- _Activity_
Take every line from the entries below that includes the word "item" and copy it.
(Records for the task begins)
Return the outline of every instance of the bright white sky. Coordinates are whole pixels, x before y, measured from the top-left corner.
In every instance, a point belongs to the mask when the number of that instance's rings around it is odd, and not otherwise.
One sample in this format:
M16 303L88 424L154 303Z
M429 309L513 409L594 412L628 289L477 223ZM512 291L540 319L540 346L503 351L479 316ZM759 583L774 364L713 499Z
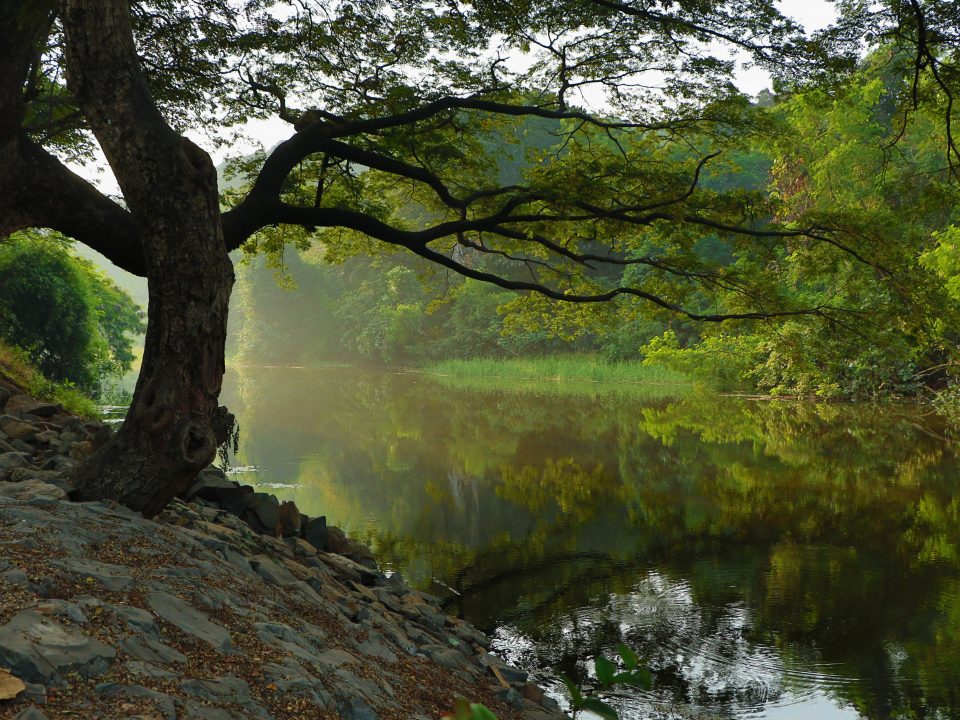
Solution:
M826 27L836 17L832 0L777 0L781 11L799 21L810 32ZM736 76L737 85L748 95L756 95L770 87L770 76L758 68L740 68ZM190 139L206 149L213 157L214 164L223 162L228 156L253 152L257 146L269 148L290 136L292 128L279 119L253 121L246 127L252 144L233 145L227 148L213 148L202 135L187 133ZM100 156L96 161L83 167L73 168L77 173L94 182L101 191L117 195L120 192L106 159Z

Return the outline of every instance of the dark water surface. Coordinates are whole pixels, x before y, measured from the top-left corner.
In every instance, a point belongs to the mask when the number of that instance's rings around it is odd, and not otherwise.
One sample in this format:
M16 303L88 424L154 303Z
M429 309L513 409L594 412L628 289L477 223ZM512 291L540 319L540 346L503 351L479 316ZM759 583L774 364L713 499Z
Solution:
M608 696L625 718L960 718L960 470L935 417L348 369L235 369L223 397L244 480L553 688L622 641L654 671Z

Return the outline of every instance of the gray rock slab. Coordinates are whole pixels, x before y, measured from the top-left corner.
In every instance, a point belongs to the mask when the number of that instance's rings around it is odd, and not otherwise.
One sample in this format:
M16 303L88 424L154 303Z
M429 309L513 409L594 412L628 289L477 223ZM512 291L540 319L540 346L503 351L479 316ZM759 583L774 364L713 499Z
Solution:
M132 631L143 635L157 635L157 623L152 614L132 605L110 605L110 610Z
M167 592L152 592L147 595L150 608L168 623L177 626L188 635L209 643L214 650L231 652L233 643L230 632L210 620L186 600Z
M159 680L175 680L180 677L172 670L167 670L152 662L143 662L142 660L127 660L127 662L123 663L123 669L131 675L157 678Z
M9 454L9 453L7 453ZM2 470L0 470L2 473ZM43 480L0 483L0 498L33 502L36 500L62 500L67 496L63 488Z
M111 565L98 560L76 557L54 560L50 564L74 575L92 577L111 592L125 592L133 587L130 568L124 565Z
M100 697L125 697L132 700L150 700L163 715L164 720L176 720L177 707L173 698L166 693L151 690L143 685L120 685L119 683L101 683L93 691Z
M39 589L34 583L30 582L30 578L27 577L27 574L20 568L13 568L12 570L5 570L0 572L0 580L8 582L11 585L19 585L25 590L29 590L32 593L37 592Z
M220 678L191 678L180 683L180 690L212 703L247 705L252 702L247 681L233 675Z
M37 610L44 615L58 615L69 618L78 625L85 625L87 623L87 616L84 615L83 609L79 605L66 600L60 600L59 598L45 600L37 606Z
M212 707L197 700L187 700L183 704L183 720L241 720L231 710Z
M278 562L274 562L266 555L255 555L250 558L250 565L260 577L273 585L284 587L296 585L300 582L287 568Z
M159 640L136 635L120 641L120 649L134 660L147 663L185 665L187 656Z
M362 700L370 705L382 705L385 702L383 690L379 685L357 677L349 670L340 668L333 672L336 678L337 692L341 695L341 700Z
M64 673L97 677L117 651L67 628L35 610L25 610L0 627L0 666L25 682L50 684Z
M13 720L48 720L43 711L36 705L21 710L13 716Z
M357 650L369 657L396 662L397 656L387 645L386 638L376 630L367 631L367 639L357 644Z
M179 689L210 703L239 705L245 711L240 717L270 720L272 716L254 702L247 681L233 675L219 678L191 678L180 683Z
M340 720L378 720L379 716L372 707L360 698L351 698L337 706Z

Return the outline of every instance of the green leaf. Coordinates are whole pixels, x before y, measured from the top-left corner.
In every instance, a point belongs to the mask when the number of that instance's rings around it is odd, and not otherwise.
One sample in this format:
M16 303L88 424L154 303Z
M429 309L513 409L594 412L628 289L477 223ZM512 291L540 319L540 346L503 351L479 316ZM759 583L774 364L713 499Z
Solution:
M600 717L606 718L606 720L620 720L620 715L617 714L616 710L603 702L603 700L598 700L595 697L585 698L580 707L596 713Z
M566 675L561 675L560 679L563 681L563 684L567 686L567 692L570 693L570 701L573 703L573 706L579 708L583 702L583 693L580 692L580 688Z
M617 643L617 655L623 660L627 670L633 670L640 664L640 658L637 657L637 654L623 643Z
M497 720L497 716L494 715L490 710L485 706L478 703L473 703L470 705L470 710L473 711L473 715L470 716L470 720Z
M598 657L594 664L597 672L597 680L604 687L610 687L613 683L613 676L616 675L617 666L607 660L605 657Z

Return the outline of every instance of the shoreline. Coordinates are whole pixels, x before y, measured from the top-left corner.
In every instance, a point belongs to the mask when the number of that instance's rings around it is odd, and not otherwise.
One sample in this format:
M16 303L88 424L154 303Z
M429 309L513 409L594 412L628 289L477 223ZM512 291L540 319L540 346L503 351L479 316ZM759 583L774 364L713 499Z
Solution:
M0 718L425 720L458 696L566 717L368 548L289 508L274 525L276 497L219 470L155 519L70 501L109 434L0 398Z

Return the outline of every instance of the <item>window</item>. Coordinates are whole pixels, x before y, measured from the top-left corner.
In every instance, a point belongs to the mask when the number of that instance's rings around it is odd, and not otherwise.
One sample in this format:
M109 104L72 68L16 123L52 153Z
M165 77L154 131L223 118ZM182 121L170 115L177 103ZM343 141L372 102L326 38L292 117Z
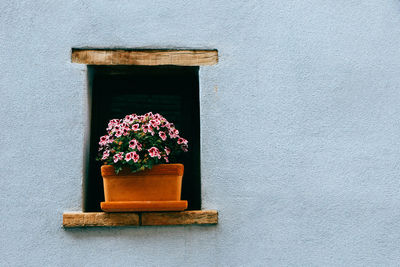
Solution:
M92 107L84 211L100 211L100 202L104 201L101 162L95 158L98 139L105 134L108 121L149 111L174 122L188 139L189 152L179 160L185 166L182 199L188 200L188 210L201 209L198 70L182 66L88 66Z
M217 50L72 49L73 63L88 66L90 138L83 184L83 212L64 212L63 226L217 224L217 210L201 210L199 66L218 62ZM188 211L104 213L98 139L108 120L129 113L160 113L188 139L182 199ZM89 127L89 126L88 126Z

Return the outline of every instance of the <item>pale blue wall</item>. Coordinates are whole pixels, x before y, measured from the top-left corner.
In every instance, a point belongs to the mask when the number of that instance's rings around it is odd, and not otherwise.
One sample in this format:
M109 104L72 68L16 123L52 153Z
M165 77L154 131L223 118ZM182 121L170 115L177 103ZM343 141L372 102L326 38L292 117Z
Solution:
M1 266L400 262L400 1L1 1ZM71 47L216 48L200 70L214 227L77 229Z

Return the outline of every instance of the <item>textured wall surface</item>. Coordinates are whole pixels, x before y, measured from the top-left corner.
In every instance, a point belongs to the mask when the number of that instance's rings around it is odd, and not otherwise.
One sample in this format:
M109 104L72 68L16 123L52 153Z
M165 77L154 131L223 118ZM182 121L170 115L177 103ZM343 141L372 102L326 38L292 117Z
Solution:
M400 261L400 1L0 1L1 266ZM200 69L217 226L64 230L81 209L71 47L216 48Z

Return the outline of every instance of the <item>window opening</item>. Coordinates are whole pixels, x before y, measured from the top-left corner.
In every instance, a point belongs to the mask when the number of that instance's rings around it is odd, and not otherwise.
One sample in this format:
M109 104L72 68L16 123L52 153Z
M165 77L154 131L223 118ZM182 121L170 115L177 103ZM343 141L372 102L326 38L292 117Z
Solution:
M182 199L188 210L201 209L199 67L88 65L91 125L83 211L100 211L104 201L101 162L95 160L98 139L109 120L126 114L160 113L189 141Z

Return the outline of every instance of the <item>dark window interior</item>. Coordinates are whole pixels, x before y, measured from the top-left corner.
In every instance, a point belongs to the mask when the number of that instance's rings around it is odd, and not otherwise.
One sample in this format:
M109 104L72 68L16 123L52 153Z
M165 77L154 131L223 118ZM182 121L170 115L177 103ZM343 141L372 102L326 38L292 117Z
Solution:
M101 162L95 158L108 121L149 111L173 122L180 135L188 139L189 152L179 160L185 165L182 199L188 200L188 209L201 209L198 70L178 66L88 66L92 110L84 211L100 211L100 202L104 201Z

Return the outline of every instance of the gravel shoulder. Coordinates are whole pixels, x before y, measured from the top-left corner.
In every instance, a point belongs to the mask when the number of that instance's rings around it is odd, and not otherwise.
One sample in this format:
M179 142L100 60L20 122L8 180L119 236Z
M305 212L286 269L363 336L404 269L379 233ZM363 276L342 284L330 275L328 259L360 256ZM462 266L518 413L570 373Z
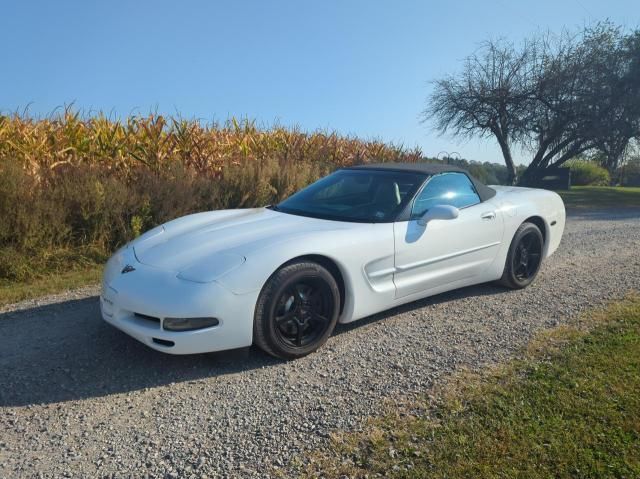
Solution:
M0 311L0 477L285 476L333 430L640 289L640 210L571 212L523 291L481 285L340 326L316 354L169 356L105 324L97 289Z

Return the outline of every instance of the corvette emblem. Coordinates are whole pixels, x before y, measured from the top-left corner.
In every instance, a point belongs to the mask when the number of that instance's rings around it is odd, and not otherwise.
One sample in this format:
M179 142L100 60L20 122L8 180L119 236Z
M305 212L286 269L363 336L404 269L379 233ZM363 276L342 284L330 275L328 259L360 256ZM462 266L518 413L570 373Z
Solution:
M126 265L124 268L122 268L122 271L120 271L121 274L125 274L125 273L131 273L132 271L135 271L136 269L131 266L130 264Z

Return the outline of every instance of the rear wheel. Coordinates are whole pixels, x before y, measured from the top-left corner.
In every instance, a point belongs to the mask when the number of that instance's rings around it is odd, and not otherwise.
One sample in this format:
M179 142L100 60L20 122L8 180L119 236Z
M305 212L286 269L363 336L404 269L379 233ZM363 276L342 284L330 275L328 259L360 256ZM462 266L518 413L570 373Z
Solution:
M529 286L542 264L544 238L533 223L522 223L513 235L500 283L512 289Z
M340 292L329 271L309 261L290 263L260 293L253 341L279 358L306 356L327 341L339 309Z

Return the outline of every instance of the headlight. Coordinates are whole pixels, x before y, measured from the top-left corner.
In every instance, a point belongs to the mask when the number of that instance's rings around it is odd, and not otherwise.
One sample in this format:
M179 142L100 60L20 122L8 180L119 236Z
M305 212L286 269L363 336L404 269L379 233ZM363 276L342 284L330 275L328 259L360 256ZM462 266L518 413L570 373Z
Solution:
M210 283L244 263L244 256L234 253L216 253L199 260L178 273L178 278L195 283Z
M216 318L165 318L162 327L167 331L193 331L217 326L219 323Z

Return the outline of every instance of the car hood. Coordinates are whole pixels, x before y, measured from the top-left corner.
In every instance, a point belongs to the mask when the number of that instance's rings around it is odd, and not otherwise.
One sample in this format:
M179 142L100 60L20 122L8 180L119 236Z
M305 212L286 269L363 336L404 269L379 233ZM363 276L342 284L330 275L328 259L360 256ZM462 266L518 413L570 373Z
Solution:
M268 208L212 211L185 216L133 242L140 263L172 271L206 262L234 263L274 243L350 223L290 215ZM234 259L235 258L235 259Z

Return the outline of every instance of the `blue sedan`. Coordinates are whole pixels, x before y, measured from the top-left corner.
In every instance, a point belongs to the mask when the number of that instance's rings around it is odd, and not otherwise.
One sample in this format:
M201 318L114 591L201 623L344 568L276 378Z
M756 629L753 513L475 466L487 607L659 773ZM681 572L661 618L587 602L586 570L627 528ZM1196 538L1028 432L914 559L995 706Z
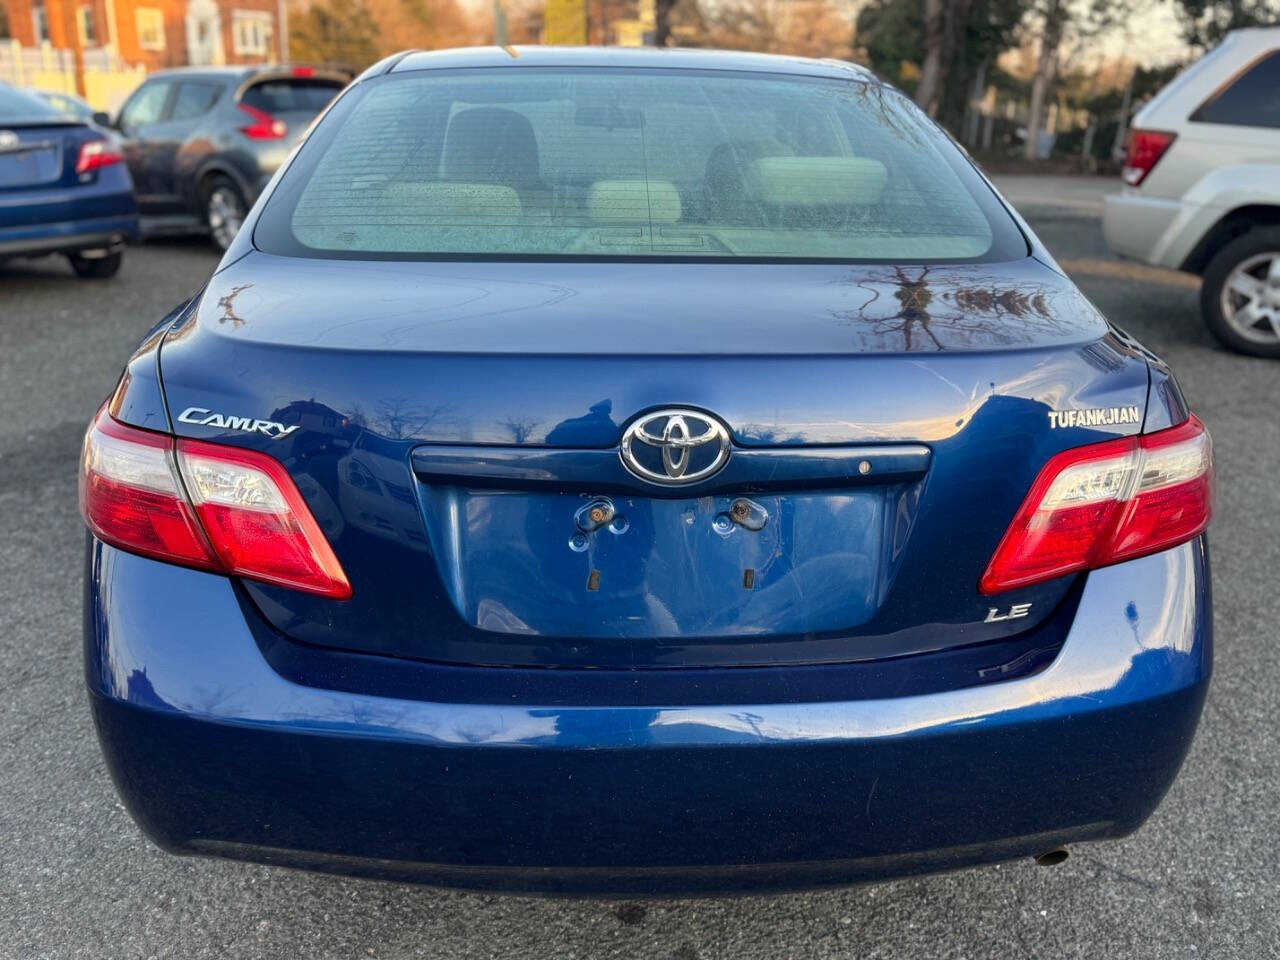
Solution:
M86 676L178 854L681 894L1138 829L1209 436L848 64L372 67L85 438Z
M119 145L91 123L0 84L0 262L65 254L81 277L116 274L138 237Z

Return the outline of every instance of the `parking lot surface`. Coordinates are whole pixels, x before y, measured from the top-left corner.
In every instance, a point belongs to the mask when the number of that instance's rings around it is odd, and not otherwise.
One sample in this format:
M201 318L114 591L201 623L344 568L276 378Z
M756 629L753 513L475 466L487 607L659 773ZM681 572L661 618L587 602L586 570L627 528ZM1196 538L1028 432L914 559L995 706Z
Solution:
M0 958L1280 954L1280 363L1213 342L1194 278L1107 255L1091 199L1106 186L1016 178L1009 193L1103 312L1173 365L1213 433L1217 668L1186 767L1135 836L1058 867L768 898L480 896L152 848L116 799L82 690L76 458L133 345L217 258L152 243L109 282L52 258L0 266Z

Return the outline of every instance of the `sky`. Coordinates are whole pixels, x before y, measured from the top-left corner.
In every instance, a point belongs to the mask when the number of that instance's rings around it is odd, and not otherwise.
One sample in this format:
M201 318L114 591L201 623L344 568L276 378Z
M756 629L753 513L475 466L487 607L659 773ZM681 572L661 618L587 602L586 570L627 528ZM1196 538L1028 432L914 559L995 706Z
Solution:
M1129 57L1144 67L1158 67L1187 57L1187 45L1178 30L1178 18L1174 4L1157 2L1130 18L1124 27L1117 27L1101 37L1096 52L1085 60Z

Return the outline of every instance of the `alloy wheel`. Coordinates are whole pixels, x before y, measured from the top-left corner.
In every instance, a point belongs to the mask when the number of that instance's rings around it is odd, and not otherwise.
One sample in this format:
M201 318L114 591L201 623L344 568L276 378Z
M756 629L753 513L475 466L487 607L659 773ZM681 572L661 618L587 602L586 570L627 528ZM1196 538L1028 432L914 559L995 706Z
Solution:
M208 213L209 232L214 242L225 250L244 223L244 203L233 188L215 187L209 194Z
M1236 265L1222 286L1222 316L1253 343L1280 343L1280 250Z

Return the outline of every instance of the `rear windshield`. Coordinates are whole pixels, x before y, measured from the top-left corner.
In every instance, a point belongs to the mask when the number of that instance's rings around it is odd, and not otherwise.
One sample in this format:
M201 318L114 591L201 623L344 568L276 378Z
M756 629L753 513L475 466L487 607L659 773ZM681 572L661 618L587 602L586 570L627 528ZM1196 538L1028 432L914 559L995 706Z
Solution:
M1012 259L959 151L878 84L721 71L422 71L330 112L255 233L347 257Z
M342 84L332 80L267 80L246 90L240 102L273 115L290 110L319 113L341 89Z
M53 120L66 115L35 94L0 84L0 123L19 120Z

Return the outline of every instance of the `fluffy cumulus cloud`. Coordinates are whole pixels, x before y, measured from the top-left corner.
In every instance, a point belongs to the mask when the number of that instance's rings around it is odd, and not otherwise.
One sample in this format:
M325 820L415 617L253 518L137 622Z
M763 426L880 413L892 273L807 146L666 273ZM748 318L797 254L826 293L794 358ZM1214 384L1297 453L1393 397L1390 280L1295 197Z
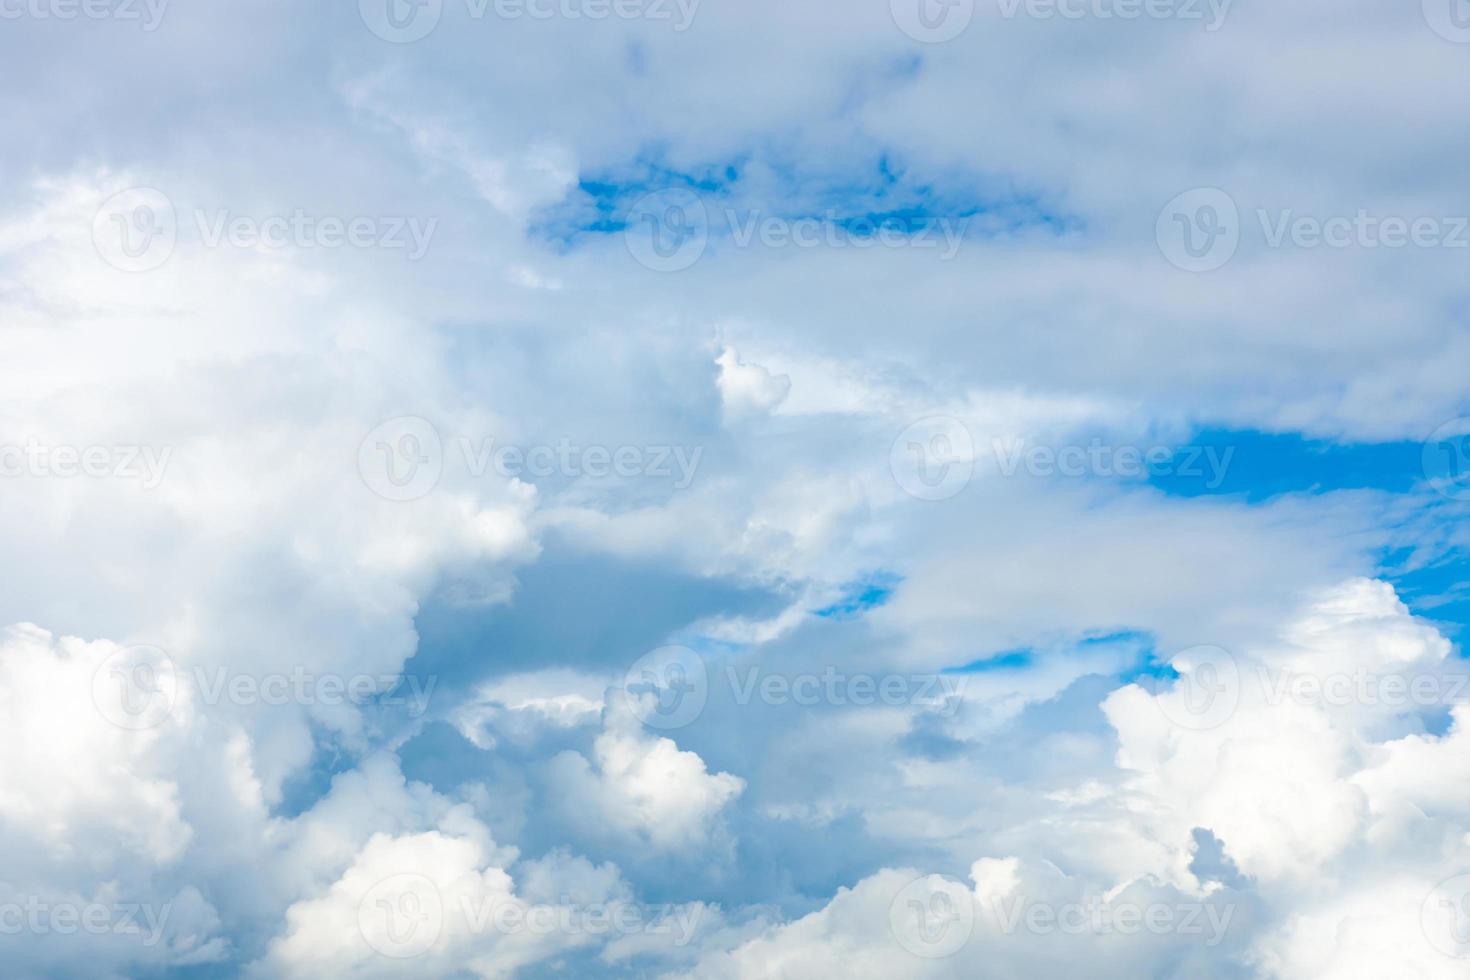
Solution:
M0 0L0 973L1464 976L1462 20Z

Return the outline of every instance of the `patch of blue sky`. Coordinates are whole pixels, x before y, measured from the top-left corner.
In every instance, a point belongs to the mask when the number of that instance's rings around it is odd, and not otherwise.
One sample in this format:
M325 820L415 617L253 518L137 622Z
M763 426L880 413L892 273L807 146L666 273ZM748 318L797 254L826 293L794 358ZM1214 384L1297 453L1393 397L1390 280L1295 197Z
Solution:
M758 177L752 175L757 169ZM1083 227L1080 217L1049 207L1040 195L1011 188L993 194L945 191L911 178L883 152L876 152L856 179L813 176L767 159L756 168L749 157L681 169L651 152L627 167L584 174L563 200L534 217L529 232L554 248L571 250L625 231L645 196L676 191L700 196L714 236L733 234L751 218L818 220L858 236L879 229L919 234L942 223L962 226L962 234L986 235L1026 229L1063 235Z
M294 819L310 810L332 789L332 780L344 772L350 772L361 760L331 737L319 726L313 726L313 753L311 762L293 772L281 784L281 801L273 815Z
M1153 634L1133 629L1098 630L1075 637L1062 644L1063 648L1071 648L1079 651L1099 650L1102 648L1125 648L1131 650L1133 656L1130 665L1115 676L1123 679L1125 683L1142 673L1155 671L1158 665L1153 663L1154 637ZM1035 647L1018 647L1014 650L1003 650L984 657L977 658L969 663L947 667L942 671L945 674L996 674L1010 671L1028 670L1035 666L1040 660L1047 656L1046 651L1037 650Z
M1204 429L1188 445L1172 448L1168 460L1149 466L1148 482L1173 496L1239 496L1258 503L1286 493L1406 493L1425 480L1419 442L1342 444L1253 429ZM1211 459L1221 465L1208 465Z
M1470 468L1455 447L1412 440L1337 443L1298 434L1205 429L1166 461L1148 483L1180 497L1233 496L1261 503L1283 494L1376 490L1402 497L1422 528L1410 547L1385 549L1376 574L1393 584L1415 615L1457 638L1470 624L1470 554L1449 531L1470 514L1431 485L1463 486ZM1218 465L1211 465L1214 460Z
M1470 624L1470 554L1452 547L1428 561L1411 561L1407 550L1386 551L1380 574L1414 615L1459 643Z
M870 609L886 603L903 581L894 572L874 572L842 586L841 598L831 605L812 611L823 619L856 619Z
(Records for the task ends)
- _Your response_
Return the outline of every instance of the <item>window</item>. Coordinates are whole pixels, x before y, measured from the top-left corner.
Return the outline of every instance of the <item>pale blue wall</item>. Coordinates are whole pixels, x before y, measured from the top-left corner.
Return the outline of every instance of the <item>textured wall surface</item>. Coordinates are whole pixels, x before y, measured from the top-left corner.
Return the outline of every instance of the <item>window opening</item>. Coordinates are whole pixels, x before y, measured from the top-left corner.
Return the outline of every instance of the <item>dark window interior</item>. Coordinates are whole pixels, x before y, measured from the top-left corner.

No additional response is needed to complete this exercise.